Texto de origem:
Entre os dias 5 e 6 de abril, o Maanaim de Domingos Martins, recebeu mais do que visitantes. Recebeu corações atentos, mãos dispostas e vidas movidas por um só propósito: aprender a acolher os irmãos da igreja que têm alguma necessidade especial.
É que a Igreja Cristã Maranata realizou mais uma edição do Seminário de Acessibilidade, reunindo pastores, professores, intérpretes, profissionais da saúde e membros de diferentes regiões do Brasil para fortalecer um trabalho que vai além das palavras e que se traduz em atitude, entrega e fé.
O encontro, no entanto, foi apenas o reflexo visível de um trabalho invisível, silencioso e diário, feito ao longo de todo o ano. Um trabalho que, como define o coordenador nacional da Acessibilidade na ICM, pastor Lucimar Bizio, “sai dos muros da igreja e vai para a sociedade”.

Registros salvos

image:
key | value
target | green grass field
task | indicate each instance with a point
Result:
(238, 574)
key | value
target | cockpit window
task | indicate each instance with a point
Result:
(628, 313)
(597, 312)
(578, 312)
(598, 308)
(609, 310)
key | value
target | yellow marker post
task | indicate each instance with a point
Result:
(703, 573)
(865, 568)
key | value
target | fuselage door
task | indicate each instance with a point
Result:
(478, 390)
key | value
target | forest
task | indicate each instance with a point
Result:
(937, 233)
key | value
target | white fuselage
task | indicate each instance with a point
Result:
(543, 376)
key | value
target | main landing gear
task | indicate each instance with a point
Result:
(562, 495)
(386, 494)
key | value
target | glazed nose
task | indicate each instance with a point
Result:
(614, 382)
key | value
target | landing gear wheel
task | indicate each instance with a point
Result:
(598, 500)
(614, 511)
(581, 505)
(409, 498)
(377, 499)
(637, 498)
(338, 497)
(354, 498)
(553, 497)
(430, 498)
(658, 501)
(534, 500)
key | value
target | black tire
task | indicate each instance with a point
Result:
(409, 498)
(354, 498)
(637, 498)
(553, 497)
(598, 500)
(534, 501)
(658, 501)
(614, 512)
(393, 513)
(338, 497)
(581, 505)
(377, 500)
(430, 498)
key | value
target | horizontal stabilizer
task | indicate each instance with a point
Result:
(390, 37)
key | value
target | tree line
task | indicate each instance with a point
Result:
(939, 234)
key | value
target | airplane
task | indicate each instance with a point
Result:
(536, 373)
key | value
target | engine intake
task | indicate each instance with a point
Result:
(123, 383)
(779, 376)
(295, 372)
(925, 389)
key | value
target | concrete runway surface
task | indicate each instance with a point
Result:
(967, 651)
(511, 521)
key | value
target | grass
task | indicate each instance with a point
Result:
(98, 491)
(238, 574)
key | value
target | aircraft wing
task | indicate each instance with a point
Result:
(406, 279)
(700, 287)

Tarefas a realizar:
1. De acordo com o texto sobre o Seminário de Acessibilidade, quem é o coordenador nacional da Acessibilidade na ICM?
2. Retome o texto sobre o Seminário de Acessibilidade e dê-lhe continuidade a partir da última frase apresentada.

Respostas dos exercícios:
1. O pastor Lucimar Bizio.

2.
“Trabalhar com acessibilidade é lidar com sentimentos, com histórias, com a expectativa de uma mãe, de uma família. É ver uma criança que não fala cantar um louvor. É ver o que ela aprendeu na igreja ecoar fora dela. Isso é Evangelho vivo. Isso é o amor de Cristo que não vê diferenças, mas vê acolhimento”, declarou.
O presidente da Igreja Cristã Maranata, pastor Gedelti Gueiros, reforça que o Seminário de Acessibilidade é um estímulo para que os outros grupos religiosos também se organizem em torno do tema.
Nós temos interesse em divulgar aquilo que está sendo feito não por uma questão de vaidade, mas por uma questão de estímulo. Porque nós estamos vivendo um mundo com grandes experiências e até dificuldades. O que se presume, por exemplo, é que mais de 30% da população que vai nascer, vai ter algum tipo de dificuldade. Nós não vamos resolver o problema do mundo, mas nós temos que resolver o problema daquilo que está ao nosso alcance. É o mínimo, mas é o necessário e o possível.
Quando números alertam e corações respondem
O Brasil tem hoje 18,6 milhões de pessoas com algum tipo de deficiência, segundo a PNAD/IBGE. Estima-se que 2 milhões de brasileiros vivam com Transtorno do Espectro Autista (TEA).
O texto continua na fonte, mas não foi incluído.